* Position annotation entries *
--- --- ---

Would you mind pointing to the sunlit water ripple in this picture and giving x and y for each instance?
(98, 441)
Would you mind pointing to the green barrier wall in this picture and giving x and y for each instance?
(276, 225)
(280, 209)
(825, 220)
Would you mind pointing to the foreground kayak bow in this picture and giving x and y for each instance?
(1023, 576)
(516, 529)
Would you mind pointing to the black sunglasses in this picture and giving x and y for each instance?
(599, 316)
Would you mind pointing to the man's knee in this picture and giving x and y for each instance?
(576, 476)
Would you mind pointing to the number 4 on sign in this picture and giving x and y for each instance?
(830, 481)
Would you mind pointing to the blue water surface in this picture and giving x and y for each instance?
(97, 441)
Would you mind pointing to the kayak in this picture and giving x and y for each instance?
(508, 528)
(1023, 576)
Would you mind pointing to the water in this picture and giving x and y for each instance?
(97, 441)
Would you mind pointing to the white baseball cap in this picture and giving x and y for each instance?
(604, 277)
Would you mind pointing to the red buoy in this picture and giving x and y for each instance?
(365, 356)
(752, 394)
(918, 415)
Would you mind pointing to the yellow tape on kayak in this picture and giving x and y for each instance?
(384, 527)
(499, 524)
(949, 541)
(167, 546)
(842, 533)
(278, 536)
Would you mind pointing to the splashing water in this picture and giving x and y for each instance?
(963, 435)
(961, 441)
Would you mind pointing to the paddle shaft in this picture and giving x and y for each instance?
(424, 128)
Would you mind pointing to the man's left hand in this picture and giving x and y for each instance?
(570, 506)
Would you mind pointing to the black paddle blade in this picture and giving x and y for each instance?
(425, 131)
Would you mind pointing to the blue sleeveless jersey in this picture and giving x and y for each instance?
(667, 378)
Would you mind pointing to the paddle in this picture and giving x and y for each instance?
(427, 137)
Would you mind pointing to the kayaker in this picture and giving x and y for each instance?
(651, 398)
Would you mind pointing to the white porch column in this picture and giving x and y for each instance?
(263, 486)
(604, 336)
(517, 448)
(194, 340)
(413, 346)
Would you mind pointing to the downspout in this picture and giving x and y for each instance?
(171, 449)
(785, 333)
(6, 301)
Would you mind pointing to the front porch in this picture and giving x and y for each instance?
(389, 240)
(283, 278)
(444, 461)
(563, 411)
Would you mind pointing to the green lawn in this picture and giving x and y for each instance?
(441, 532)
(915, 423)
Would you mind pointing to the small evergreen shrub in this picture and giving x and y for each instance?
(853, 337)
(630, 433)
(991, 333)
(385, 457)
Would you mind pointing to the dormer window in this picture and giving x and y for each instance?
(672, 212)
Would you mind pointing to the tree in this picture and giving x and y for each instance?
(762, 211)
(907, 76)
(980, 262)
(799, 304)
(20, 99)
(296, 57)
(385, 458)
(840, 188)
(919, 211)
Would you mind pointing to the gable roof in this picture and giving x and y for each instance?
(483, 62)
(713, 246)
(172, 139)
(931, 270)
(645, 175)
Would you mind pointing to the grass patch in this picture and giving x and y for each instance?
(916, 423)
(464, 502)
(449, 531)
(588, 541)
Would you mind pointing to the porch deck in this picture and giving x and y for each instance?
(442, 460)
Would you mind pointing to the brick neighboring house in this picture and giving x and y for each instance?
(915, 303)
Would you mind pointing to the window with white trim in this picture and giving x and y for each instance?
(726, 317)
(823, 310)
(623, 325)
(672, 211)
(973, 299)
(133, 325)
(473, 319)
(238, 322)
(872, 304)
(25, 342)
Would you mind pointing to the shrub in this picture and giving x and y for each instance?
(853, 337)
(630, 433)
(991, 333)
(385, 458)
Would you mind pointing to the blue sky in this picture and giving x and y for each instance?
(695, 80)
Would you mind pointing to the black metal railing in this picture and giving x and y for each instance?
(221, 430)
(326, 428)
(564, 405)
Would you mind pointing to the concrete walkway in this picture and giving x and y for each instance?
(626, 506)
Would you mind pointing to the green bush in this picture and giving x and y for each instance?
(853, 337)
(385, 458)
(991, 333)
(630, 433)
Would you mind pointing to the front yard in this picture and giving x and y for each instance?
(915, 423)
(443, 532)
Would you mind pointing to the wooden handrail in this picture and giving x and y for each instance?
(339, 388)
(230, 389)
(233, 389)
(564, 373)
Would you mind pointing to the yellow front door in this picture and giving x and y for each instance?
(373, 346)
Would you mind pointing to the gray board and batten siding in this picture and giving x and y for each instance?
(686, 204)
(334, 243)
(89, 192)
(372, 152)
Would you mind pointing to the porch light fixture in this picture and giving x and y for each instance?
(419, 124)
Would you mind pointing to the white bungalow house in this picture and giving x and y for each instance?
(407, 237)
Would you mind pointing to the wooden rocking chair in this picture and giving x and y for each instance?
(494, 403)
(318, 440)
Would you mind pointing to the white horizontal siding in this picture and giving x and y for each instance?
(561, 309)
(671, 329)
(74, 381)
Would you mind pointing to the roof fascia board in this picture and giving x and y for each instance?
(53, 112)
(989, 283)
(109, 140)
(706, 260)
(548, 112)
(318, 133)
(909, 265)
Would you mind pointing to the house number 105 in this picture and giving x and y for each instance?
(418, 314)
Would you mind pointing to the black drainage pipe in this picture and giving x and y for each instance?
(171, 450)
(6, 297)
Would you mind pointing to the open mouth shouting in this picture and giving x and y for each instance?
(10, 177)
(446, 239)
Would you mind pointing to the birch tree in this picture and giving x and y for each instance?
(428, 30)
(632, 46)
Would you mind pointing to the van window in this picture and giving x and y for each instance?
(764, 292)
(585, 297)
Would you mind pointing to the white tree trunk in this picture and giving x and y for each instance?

--- --- ---

* Task to complete *
Render every line of the entries above as a Markdown table with two columns, Row for the row number and Line for the line itself. Leave out any blank lines.

* The solution *
| Row | Line |
|---|---|
| 1 | Would you mind pointing to the sunlit water ripple in this picture and giving x and y for each instance? |
| 2 | (98, 441) |
| 3 | Would you mind pointing to the green barrier wall in this picture and giving x and y for each instance? |
| 4 | (276, 225) |
| 5 | (280, 209) |
| 6 | (825, 220) |
| 7 | Would you mind pointing to the foreground kayak bow in this picture and giving x and y for each instance? |
| 8 | (1023, 576) |
| 9 | (516, 529) |
| 10 | Would you mind pointing to the black sunglasses in this picture and giving x and y for each instance? |
| 11 | (599, 316) |
| 12 | Would you mind pointing to the man's knee in this picture and giving x and y for each instance? |
| 13 | (576, 476) |
| 14 | Would you mind pointing to the number 4 on sign in this picture and giving x and y for each instance? |
| 15 | (830, 481) |
| 16 | Would you mind pointing to the blue water surface in this picture and giving x and y for each instance? |
| 17 | (97, 441) |
| 18 | Would you mind pointing to the kayak in this picture and giving x and y for each instance? |
| 19 | (508, 528) |
| 20 | (1023, 576) |
| 21 | Would you mind pointing to the water in this picture and giving x and y for each instance? |
| 22 | (97, 441) |
| 23 | Would you mind pointing to the white baseball cap in this picture and giving x and y for each instance? |
| 24 | (604, 277) |
| 25 | Would you mind pointing to the red buoy in this picture and giving x and y for each instance? |
| 26 | (365, 356) |
| 27 | (752, 394) |
| 28 | (918, 415) |
| 29 | Would you mind pointing to the yellow tape on kayak in this picture and giving x and y for each instance? |
| 30 | (384, 527) |
| 31 | (499, 524) |
| 32 | (949, 541) |
| 33 | (167, 546) |
| 34 | (842, 533) |
| 35 | (278, 536) |
| 36 | Would you mind pointing to the splashing water in this picture and giving x and y for each instance? |
| 37 | (963, 435) |
| 38 | (961, 441) |
| 39 | Would you mind pointing to the paddle shaft in this picture and giving x and y for each instance? |
| 40 | (424, 128) |
| 41 | Would you mind pointing to the man's left hand in this picture and giving x and y for each instance? |
| 42 | (570, 506) |
| 43 | Would you mind pointing to the black paddle blade in this picture and giving x and y for each instance? |
| 44 | (425, 131) |
| 45 | Would you mind pointing to the blue sleeveless jersey in this picture and giving x and y for each instance? |
| 46 | (667, 378) |
| 47 | Would you mind pointing to the paddle in this picture and giving x and y for each instance? |
| 48 | (427, 137) |
| 49 | Would you mind pointing to the kayaker in this picture and giving x and y for each instance? |
| 50 | (651, 398) |
| 51 | Would you mind pointing to the white porch column in this picture and giving x and y for each instance? |
| 52 | (263, 486) |
| 53 | (604, 336) |
| 54 | (517, 448) |
| 55 | (194, 340) |
| 56 | (413, 346) |
| 57 | Would you mind pointing to the downspout in this picture and giving x and y for each instance? |
| 58 | (171, 449) |
| 59 | (785, 333) |
| 60 | (6, 301) |
| 61 | Would you mind pointing to the front porch in this picture and giving x and y for each instance? |
| 62 | (389, 240) |
| 63 | (283, 278) |
| 64 | (444, 461) |
| 65 | (563, 411) |
| 66 | Would you mind pointing to the green lawn in this picture and giving x and y for each instance? |
| 67 | (441, 532) |
| 68 | (915, 423) |
| 69 | Would you mind pointing to the small evergreen shrub in this picture and giving x and y for each instance? |
| 70 | (853, 337) |
| 71 | (630, 433) |
| 72 | (991, 333) |
| 73 | (385, 457) |
| 74 | Would you mind pointing to the dormer window in this picture and giving x and y for each instance? |
| 75 | (672, 212) |
| 76 | Would you mind pointing to the tree in this picture and giving x and y for each instance? |
| 77 | (762, 211) |
| 78 | (907, 76) |
| 79 | (980, 262) |
| 80 | (799, 304) |
| 81 | (20, 99) |
| 82 | (296, 57) |
| 83 | (385, 458) |
| 84 | (840, 188) |
| 85 | (919, 211) |
| 86 | Would you mind pointing to the gable roof in this picture and giving x and y for each instance? |
| 87 | (483, 62) |
| 88 | (713, 246) |
| 89 | (172, 139) |
| 90 | (931, 270) |
| 91 | (645, 175) |
| 92 | Would you mind pointing to the grass patch in this picture and giving x and y for each instance? |
| 93 | (916, 423) |
| 94 | (464, 502) |
| 95 | (449, 531) |
| 96 | (588, 541) |
| 97 | Would you mind pointing to the porch deck in this picture and giving x and y for each instance? |
| 98 | (442, 460) |
| 99 | Would you mind pointing to the brick neighboring house in this picture and giving x and y for each instance? |
| 100 | (915, 303) |
| 101 | Would you mind pointing to the window with white trim in this picture and giving x and y for each instance? |
| 102 | (726, 317) |
| 103 | (823, 310) |
| 104 | (623, 325) |
| 105 | (672, 211) |
| 106 | (973, 299) |
| 107 | (133, 325) |
| 108 | (473, 319) |
| 109 | (238, 322) |
| 110 | (872, 304) |
| 111 | (25, 342) |
| 112 | Would you mind pointing to the shrub in this picture and giving x and y for each instance? |
| 113 | (853, 337) |
| 114 | (630, 433) |
| 115 | (991, 333) |
| 116 | (385, 458) |
| 117 | Would you mind pointing to the blue sky in this picture and giving x and y for each instance? |
| 118 | (695, 80) |
| 119 | Would you mind pointing to the black metal railing in this picture and giving x and y for each instance? |
| 120 | (221, 430) |
| 121 | (326, 428) |
| 122 | (564, 405) |
| 123 | Would you mind pointing to the concrete walkway in this picture and giving x and y for each instance? |
| 124 | (626, 506) |
| 125 | Would you mind pointing to the green bush in this picture and giving x and y for each instance? |
| 126 | (853, 337) |
| 127 | (385, 458) |
| 128 | (991, 333) |
| 129 | (630, 433) |
| 130 | Would you mind pointing to the front yard in this picture and giving x and y for each instance? |
| 131 | (915, 423) |
| 132 | (443, 532) |
| 133 | Would you mind pointing to the wooden handrail in this picture and giving x and y for each instance? |
| 134 | (339, 388) |
| 135 | (230, 389) |
| 136 | (233, 389) |
| 137 | (564, 373) |
| 138 | Would you mind pointing to the yellow front door in this picture and giving x and y for each instance? |
| 139 | (373, 346) |
| 140 | Would you mind pointing to the gray board and batten siding in this picture and giving x and y for each instance? |
| 141 | (686, 204) |
| 142 | (334, 243) |
| 143 | (89, 192) |
| 144 | (372, 152) |
| 145 | Would you mind pointing to the porch light fixture in this picture and giving x and y for each instance? |
| 146 | (419, 124) |
| 147 | Would you mind pointing to the white bungalow house in this picture and giving x and y for each instance? |
| 148 | (407, 237) |
| 149 | Would you mind pointing to the wooden rocking chair in this picture and giving x and y for each instance? |
| 150 | (494, 403) |
| 151 | (318, 440) |
| 152 | Would you mind pointing to the white horizontal siding in this picture and giving x and y for each instance? |
| 153 | (561, 309) |
| 154 | (671, 329) |
| 155 | (74, 381) |
| 156 | Would you mind pointing to the roof fascia board in this picture and giving x and y for each instance? |
| 157 | (53, 112) |
| 158 | (989, 283) |
| 159 | (109, 140) |
| 160 | (706, 260) |
| 161 | (548, 112) |
| 162 | (318, 133) |
| 163 | (909, 265) |
| 164 | Would you mind pointing to the house number 105 in this picture and giving x and y for each instance? |
| 165 | (418, 314) |
| 166 | Would you mind pointing to the black drainage pipe in this picture and giving x and y for each instance? |
| 167 | (171, 450) |
| 168 | (6, 297) |
| 169 | Would you mind pointing to the open mouth shouting in this picture and giving x and y for each instance? |
| 170 | (10, 177) |
| 171 | (446, 239) |
| 172 | Would you mind pointing to the birch tree in this picture and giving x and y for each instance? |
| 173 | (428, 30) |
| 174 | (632, 46) |
| 175 | Would you mind pointing to the van window in this picture and giving x and y for each instance? |
| 176 | (764, 292) |
| 177 | (585, 297) |
| 178 | Would you mind pointing to the white tree trunk in this picture and giving x and y for each instance? |